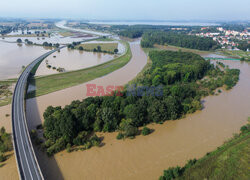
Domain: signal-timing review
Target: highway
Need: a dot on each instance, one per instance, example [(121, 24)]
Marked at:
[(28, 166)]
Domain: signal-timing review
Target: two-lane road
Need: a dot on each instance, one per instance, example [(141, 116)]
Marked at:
[(26, 159)]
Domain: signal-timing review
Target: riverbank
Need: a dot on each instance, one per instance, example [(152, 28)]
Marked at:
[(52, 83), (171, 144), (229, 161)]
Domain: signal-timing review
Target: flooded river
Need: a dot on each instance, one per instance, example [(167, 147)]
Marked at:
[(71, 60), (172, 143)]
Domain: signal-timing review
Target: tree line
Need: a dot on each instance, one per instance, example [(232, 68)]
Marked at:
[(5, 143), (177, 39), (176, 72)]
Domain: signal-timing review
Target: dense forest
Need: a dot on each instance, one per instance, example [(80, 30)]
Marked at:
[(176, 39), (175, 73), (230, 161), (5, 144)]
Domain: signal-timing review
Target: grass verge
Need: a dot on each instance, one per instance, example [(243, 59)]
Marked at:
[(52, 83), (104, 46)]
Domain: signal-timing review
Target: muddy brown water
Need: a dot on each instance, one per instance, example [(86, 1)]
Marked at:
[(14, 56), (145, 157), (172, 143)]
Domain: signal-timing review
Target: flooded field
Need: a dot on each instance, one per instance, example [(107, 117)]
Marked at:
[(14, 56), (71, 60), (172, 143), (55, 38), (62, 24)]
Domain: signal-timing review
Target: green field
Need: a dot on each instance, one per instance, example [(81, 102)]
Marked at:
•••
REQUIRED WORK: Excluding the pictures, reproduce every entry exactly as given.

THE COMPLETED TASK:
Domain: signal-timing review
Target: highway
Need: a dot on each instance, one per instance, example [(121, 24)]
Marked at:
[(28, 166)]
Domain: signal-timing review
Target: two-lane road
Need: a dot on each instance, one per instance, example [(141, 116)]
Marked at:
[(26, 159)]
Domain: signal-timing review
Target: riverbank
Need: a dot on each instance, one per instance, example [(152, 28)]
Marked at:
[(52, 83), (171, 144), (229, 161)]
Domain: signal-timing review
Target: flooded river
Need: a dot on each instance, one per instance, example [(167, 147)]
Marked at:
[(71, 60), (172, 143)]
Domain: signal-timing review
Target: tree line
Need: a dot on each instance, one per instance, example [(232, 68)]
Marked at:
[(5, 143), (177, 39), (176, 72)]
Domain: signal-timing review
Target: dense forest
Need: a dot on each instance, one per instance, example [(80, 30)]
Marked at:
[(176, 39), (175, 73), (230, 161), (5, 144)]
Domain: signal-timing review
Target: grass verge
Need: a dot on each instance, one per instance, example [(243, 59)]
Marked at:
[(52, 83), (104, 46)]
Domain: signal-timing review
Target: muddy brown water
Need: a dot on each instance, one per instance, example [(86, 1)]
Marked at:
[(14, 56), (145, 157), (172, 143)]
Domain: signal-timing review
Target: flooded field
Need: a dot on each instance, one per instance, example [(107, 117)]
Marked at:
[(14, 56), (71, 60), (172, 143), (55, 38), (62, 24)]
Domain: signal-timing review
Target: green field
Need: a dot on each instance, one per instance, example [(81, 102)]
Marked at:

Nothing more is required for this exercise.